*** Supplied records
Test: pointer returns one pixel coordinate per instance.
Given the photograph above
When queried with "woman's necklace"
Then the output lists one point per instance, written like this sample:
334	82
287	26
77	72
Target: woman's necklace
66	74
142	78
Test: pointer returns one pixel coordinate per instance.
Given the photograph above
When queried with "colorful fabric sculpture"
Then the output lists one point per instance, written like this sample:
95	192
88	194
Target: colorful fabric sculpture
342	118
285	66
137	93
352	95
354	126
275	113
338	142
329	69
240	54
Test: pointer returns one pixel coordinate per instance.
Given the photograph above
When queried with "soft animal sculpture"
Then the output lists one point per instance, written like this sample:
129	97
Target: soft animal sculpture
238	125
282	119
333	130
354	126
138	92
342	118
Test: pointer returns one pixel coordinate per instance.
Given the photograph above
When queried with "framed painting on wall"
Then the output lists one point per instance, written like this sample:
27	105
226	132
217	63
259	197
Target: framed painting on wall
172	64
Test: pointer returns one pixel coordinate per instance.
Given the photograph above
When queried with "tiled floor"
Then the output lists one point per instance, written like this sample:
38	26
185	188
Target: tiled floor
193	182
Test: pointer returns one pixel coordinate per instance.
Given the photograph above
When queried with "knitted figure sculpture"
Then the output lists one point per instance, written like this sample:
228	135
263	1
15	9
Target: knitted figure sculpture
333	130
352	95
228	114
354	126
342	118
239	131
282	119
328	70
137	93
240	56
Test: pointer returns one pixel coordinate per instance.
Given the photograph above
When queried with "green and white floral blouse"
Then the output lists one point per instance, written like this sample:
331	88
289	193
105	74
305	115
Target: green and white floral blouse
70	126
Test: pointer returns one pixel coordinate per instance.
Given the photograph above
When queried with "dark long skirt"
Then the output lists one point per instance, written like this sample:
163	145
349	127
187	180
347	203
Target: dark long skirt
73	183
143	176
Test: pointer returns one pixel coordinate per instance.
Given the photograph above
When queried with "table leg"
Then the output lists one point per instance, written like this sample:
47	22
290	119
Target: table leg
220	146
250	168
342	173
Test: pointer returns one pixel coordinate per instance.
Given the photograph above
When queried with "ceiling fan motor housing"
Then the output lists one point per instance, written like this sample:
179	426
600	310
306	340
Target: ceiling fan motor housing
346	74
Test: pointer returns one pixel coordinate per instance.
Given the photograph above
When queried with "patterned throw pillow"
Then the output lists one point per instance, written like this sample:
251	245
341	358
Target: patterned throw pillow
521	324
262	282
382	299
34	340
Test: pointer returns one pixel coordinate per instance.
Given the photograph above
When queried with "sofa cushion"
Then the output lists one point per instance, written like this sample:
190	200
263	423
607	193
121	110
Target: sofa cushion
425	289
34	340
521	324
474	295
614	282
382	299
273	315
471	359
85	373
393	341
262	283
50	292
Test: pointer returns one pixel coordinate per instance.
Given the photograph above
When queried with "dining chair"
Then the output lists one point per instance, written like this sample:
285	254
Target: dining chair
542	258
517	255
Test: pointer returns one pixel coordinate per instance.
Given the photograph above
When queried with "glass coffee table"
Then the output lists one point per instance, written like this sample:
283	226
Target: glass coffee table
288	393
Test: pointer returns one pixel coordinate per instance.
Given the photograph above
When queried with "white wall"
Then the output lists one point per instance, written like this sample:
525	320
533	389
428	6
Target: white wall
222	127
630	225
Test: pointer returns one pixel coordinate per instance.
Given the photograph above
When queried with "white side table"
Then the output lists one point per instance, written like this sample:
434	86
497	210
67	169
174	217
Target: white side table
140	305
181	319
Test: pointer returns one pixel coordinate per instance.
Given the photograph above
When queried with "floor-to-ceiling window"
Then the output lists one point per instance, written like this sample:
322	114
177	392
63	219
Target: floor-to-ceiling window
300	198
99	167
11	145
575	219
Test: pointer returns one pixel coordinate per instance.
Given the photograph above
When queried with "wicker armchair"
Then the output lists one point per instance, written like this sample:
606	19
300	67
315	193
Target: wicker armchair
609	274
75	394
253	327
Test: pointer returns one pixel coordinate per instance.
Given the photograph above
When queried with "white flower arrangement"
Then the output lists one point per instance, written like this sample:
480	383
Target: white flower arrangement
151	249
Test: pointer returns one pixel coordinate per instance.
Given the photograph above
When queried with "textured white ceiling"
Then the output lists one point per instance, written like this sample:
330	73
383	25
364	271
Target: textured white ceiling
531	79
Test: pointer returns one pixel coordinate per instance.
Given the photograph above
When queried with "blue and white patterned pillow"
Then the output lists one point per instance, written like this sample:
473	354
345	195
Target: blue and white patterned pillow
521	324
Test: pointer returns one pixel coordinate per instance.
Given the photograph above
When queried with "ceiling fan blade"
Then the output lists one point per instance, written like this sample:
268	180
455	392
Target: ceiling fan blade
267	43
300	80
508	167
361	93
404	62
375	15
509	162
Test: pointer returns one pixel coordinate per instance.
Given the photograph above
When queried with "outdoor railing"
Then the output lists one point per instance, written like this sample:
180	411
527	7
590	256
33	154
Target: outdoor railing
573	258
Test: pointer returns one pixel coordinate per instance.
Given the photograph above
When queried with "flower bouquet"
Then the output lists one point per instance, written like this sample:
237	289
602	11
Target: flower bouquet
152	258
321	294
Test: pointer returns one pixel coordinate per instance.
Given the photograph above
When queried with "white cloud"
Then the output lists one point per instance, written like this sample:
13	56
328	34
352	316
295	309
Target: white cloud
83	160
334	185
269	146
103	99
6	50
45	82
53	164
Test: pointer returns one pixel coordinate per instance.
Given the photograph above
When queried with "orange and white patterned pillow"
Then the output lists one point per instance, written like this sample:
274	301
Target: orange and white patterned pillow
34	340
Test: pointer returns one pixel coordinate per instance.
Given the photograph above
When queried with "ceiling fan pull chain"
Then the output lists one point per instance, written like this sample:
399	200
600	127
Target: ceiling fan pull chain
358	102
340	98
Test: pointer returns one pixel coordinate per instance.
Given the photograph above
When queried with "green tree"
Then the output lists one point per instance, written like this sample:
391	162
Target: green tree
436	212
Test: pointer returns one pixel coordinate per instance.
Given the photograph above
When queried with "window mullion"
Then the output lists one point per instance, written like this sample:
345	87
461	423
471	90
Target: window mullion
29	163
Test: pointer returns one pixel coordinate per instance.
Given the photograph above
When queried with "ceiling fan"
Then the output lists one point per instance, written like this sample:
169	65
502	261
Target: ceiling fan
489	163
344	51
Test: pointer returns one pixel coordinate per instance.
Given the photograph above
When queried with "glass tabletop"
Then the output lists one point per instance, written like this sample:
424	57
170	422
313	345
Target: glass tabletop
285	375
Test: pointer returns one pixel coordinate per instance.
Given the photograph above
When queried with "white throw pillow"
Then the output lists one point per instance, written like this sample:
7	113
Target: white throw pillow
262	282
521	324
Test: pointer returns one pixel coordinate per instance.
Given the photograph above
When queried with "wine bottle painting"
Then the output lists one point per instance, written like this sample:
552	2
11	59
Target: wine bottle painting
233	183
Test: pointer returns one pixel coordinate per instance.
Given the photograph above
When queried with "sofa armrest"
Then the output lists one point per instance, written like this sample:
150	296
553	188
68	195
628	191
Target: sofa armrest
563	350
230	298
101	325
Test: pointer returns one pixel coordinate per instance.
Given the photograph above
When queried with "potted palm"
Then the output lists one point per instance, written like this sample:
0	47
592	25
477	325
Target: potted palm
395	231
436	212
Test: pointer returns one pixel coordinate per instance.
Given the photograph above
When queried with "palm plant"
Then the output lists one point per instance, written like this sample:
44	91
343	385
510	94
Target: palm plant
******
Find the word "plant" in the entries, and copy every line it shows up in.

Solution>
When queried with "palm plant"
Target: palm plant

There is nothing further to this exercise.